EXERCISE DATA below:
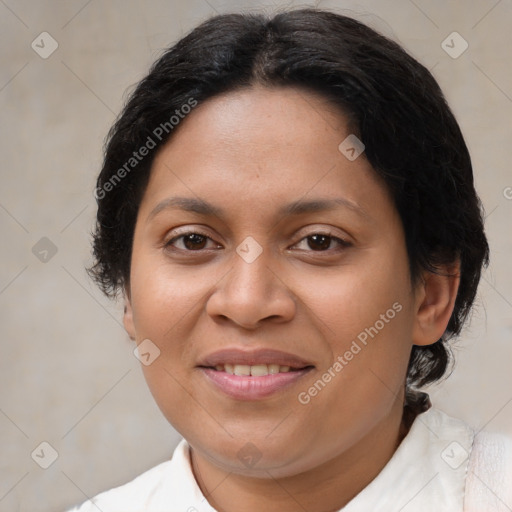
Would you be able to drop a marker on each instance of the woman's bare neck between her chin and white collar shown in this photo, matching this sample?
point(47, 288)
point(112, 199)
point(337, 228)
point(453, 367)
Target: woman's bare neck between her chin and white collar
point(325, 488)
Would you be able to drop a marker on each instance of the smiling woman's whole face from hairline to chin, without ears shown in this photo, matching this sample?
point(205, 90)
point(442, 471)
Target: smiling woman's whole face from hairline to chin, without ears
point(259, 245)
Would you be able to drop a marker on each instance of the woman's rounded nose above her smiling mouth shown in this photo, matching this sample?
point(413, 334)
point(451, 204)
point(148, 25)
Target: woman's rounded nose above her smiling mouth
point(251, 294)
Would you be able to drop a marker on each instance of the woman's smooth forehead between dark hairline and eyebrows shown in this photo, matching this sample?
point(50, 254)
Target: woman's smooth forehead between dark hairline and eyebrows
point(259, 149)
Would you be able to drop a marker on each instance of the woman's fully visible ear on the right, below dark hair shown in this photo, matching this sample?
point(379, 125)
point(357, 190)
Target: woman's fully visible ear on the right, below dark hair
point(436, 294)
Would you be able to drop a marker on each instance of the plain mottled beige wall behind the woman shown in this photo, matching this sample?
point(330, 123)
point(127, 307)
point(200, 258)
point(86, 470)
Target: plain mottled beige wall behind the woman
point(67, 372)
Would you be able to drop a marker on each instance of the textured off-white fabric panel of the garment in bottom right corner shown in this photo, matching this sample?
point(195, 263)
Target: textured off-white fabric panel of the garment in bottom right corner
point(489, 476)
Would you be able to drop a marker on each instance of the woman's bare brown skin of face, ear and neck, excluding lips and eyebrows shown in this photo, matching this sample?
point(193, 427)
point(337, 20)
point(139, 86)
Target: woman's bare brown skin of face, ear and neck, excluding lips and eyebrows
point(249, 153)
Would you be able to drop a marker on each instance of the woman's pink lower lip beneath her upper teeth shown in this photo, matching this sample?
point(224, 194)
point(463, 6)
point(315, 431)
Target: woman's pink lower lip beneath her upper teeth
point(242, 387)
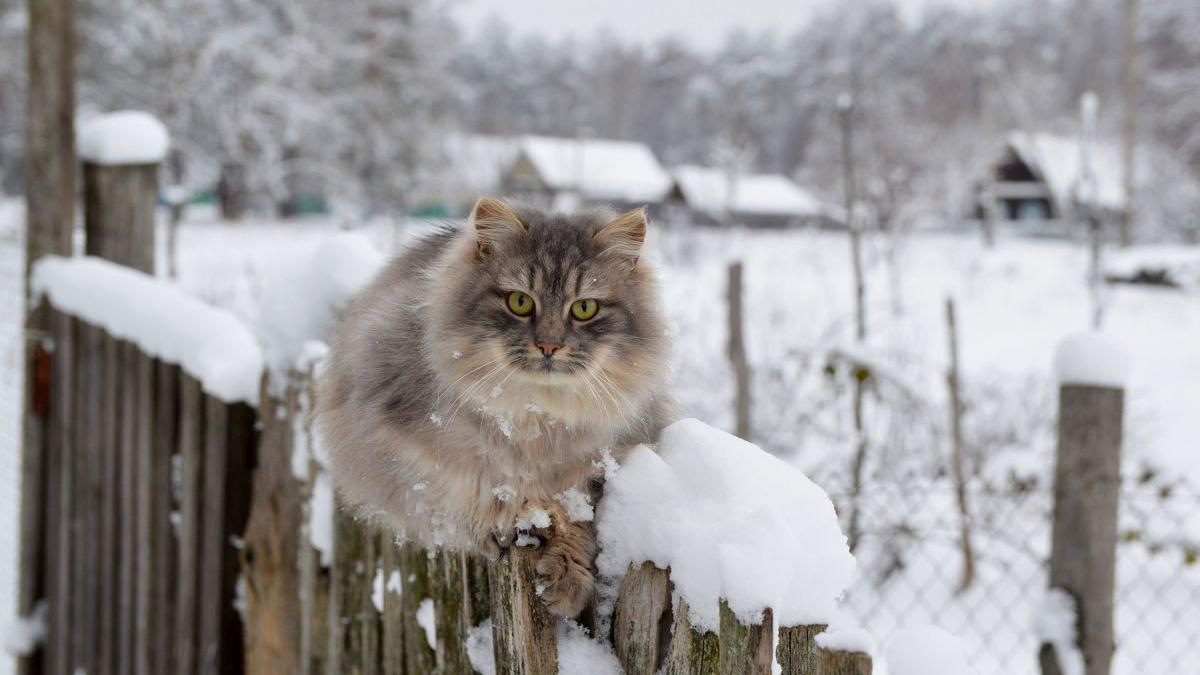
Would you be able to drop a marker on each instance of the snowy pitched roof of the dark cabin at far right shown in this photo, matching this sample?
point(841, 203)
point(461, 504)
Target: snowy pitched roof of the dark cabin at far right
point(1059, 162)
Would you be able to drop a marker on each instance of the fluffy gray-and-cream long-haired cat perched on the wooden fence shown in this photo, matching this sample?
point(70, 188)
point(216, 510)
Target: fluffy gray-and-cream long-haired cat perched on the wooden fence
End of EXERCISE DATA.
GOAL OF THE EXERCISE
Because only the text is wanted, copy each record above precisely and omit its pictures.

REPLY TO THE TASK
Would you be able to drop a marker on each instance of the woman's bare neck between her chin and white collar shown in this photo, matching this sample?
point(47, 288)
point(112, 199)
point(337, 228)
point(453, 367)
Target: woman's bare neck between her chin and white collar
point(325, 488)
Would you be able to drop a marker on each instance of the smiling woman's whole face from hairline to chin, without ears shown in this photo, matching this sample?
point(205, 90)
point(442, 471)
Target: smiling woman's whole face from hairline to chin, without ears
point(259, 245)
Would you be able to drop a marker on each instance of the woman's rounded nose above her smiling mouth shown in this photo, matching this sample?
point(413, 334)
point(451, 204)
point(148, 25)
Target: woman's rounded nose above her smiling mouth
point(251, 294)
Would you be able to drop a marker on each instance of the woman's smooth forehead between dark hairline and eyebrows shown in this photo, matching this sample?
point(50, 254)
Target: woman's smooth forehead between dark hairline and eyebrows
point(259, 149)
Would you be able to drop a marker on each instance of the woman's fully visible ear on the right, below dark hair shown in this photo, matching this sample?
point(379, 125)
point(357, 190)
Target: woman's fully visible ear on the right, below dark hair
point(436, 294)
Would you be able to drop a marker on each instance of the plain mottled beige wall behind the woman shown in this photo, matching this sample?
point(330, 123)
point(127, 307)
point(200, 258)
point(86, 470)
Target: plain mottled beige wall behind the woman
point(67, 372)
Would you be able to drop a marker on each instance of the textured off-white fabric panel of the garment in bottom right corner shown in this photo, matching this sample?
point(195, 263)
Target: textured off-white fabric panel of the garment in bottom right corner
point(489, 476)
Would you be able to drop a marker on each instance of the woman's bare brown skin of face, ear and neck, excluding lips and eyebrows shown in this photo, matching this sample?
point(193, 427)
point(337, 20)
point(139, 86)
Target: woman's bare brown skin of face, ear and neck, excluding lips and eyebrows
point(249, 153)
Would you be able to drop a marker on each instance of the woman's pink lower lip beneath her upper teeth shown in this photo, matching this sample?
point(224, 194)
point(463, 6)
point(315, 431)
Target: woman's pink lower lip beneath her upper teeth
point(242, 387)
Would you be able to drop a marker on each instance of the snowy pitched roof of the dark cabin at far right shown in this photo, matching this sample?
point(841, 203)
point(461, 504)
Target: snowy pitched roof of the dark cabin at far right
point(1059, 162)
Would you be able to drop a marker on each instance of the fluffy gray-and-cream long-haired cat perched on the wooden fence shown in this photo, matching this sample?
point(70, 188)
point(216, 510)
Target: fluffy gray-and-cream long-haired cat perched on the wooden fence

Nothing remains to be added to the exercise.